● **Required action**
Up to and including the line with "positive clicks: (247, 244)", please set down the entries below exactly, starting from the first line.

● **Input material**
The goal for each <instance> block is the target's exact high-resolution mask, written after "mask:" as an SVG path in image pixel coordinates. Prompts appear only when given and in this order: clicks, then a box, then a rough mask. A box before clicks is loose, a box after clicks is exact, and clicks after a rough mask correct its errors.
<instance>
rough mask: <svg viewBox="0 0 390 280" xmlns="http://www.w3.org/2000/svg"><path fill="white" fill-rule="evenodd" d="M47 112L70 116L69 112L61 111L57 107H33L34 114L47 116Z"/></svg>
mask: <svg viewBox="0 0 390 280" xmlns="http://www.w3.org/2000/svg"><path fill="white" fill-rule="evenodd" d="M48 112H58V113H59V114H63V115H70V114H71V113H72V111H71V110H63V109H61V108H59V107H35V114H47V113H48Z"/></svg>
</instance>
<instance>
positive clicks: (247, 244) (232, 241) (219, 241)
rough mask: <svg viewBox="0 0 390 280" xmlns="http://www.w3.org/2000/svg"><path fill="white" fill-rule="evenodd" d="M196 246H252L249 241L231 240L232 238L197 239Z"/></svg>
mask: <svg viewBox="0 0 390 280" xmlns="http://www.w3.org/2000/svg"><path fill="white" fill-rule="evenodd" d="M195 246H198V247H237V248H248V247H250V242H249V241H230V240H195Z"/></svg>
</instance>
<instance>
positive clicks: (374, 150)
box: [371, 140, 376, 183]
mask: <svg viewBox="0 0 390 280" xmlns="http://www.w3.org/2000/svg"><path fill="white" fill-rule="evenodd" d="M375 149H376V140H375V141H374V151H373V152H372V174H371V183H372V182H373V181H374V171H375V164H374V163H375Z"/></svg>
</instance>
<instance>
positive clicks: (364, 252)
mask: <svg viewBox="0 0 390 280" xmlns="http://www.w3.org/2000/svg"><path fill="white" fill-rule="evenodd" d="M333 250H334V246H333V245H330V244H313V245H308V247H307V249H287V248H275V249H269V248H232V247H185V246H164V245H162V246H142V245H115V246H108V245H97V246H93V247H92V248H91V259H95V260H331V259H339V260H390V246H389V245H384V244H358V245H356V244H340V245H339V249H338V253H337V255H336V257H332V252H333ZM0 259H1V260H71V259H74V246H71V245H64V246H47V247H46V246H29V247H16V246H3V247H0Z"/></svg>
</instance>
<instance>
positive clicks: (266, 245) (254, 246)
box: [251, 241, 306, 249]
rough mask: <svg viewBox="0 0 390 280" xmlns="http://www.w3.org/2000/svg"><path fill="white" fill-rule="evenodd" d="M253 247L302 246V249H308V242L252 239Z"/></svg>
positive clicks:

● **Reply to the exercise**
The goal for each <instance> block is the target's exact high-resolution mask, written after "mask:" as an SVG path in image pixel coordinates. Prompts appear only when given and in this order: clicks, then a box, then a rough mask. A box before clicks is loose, a box after clicks is exact, and clicks after a rough mask correct its errors.
<instance>
rough mask: <svg viewBox="0 0 390 280" xmlns="http://www.w3.org/2000/svg"><path fill="white" fill-rule="evenodd" d="M47 112L70 116L69 112L61 111L57 107H33L34 114L47 116Z"/></svg>
mask: <svg viewBox="0 0 390 280" xmlns="http://www.w3.org/2000/svg"><path fill="white" fill-rule="evenodd" d="M48 112H58V113H59V114H63V115H70V114H71V113H72V111H71V110H63V109H61V108H59V107H35V114H47V113H48Z"/></svg>
</instance>
<instance>
positive clicks: (247, 244) (232, 241) (219, 241)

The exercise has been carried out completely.